| Brief 1 |
From the forum post about < symbols in an R data frame, extract the passage starting at "After reading the" and ending at "metals$flag <- ifelse(grepl('<',metals$Cedar.Creek),'<','h')", copied word for word.
| Brief 2 |
In two sentences, summarize the forum post about < symbols in an R data frame.

| Passage given |

[R] < symbols in a data frame

MacQueen, Don macqueen1 at llnl.gov
Thu Jul 10 01:17:56 CEST 2014


After reading the metals data frame, I would do this:

metals$result <- as.numeric(gsub('<','',metals$Cedar.Creek))
metals$flag <- ifelse(grepl('<',metals$Cedar.Creek),'<','h')

Also, assuming you got your data into R using read.table(),
read.csv(), or similar, I would include
   stringsAsFactors=TRUE

as another argument to the function call. You don't need factors at this
point.

-Don
-- 
Don MacQueen

Lawrence Livermore National Laboratory
7000 East Ave., L-627
Livermore, CA 94550
925-423-1062





On 7/9/14 11:02 AM, "Sam Albers" <tonightsthenight at gmail.com> wrote:

>Thanks for all the responses. It sometimes difficult to outline
>exactly what you need. These response were helpful to get there.
>Speaking to Bert's point a bit, I needed a column to identify where
>the < symbol was used. If I knew more about R I think I might be
>embarrassed to post my solution to that problem but here is how I used
>Sarah's solution but still kept the info about detection limits. I'm
>sure there is a more elegant way:
>
>metals <-
>structure(list(Parameter = structure(c(1L, 2L, 3L, 4L, 6L, 7L,
>8L, 9L, 10L, 11L, 12L, 13L, 15L, 16L, 17L, 18L, 19L, 20L, 1L), .Label
>= c("Antimony",
>"Arsenic", "Barium", "Beryllium", "Boron (Hot Water Soluble)",
>"Cadmium", "Chromium", "Cobalt", "Copper", "Lead", "Mercury",
>"Molybdenum", "Nickel", "pH 1:2", "Selenium", "Silver", "Thallium",
>"Tin", "Vanadium", "Zinc"), class = "factor"), Cedar.Creek =
>structure(c(3L,
>3L, 7L, 3L, 2L, 4L, 3L, 34L, 36L, 2L, 5L, 7L, 3L, 7L, 3L, 45L,
>4L, 4L, 3L), .Label = c("<1", "<10", "<100", "<1000", "<200",
>"<5", "<500", "0.1", "0.13", "0.5", "0.8", "1.07", "1.1", "1.4",
>"1.5", "137", "154", "163", "165", "169", "178", "2.3", "2.4",
>"22", "24", "244", "27.2", "274", "3", "3.1", "40.2", "43", "50",
>"516", "53.3", "550", "569", "65", "66.1", "68", "7.6", "72",
>"77", "89", "951"), class = "factor")), .Names = c("Parameter",
>"Cedar.Creek"), row.names = c(NA, 19L), class = "data.frame")

| Raw records |
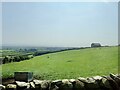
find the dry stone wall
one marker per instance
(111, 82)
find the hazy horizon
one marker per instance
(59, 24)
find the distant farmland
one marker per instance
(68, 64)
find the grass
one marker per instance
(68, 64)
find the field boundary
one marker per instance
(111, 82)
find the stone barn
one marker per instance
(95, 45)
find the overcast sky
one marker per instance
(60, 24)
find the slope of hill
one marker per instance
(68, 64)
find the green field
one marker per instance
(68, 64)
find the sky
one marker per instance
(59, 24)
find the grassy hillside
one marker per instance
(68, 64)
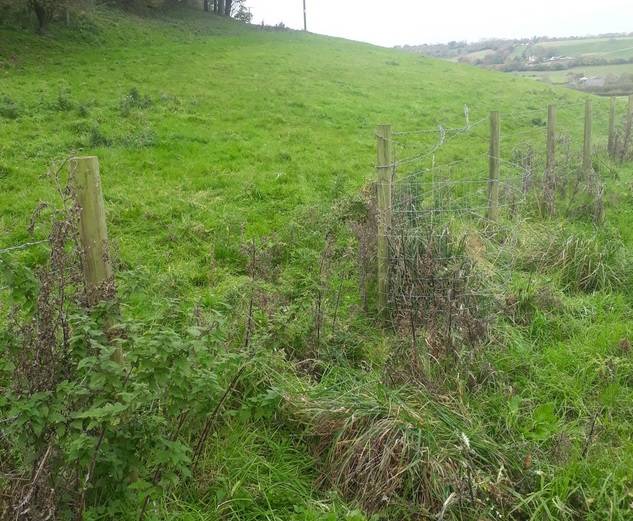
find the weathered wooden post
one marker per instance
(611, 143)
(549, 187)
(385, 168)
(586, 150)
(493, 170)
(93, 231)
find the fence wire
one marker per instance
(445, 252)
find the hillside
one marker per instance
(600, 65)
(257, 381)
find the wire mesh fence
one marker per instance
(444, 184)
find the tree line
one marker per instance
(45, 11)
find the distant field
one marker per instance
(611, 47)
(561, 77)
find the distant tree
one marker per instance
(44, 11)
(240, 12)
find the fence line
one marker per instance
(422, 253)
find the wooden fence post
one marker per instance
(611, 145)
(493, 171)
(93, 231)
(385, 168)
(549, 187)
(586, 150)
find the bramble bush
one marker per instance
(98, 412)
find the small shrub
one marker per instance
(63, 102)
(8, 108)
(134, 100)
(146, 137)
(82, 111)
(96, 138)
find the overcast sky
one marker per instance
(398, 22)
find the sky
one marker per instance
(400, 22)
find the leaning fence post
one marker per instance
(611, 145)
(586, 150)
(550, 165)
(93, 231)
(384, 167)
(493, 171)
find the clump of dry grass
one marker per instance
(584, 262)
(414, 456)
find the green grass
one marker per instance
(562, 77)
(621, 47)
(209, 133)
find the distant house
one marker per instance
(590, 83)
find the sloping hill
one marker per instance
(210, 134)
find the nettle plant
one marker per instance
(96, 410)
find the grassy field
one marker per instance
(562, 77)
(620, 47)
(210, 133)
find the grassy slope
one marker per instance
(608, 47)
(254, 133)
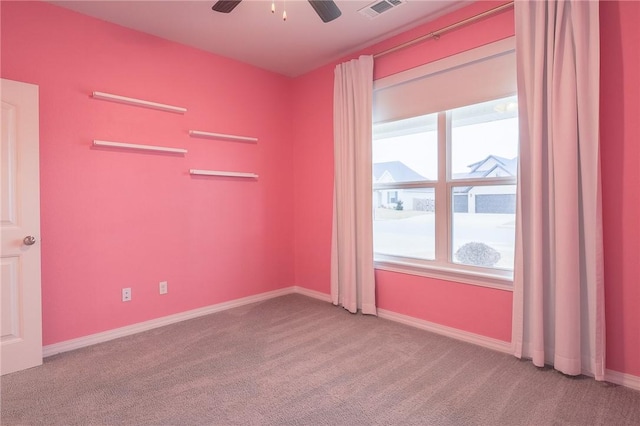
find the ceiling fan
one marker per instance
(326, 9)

---

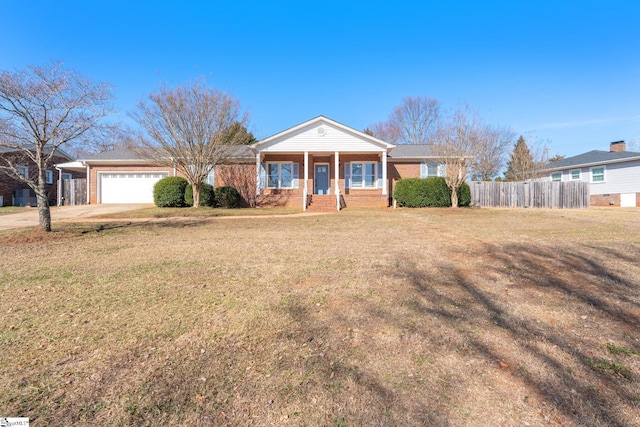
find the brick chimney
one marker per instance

| Complete output 1 |
After reading the metals data frame, I would do this:

metals$result <- as.numeric(gsub('<','',metals$Cedar.Creek))
metals$flag <- ifelse(grepl('<',metals$Cedar.Creek),'<','h')

| Complete output 2 |
Replying to Sam Albers, who needed a column showing where the < symbol was used in a metals data frame and said he had applied Sarah's solution while keeping the detection-limit information, Don MacQueen proposes two lines of R code. The first strips the < from the Cedar.Creek values with gsub() and converts them to numbers in a result column, and the second uses grepl() inside ifelse() to build a flag column.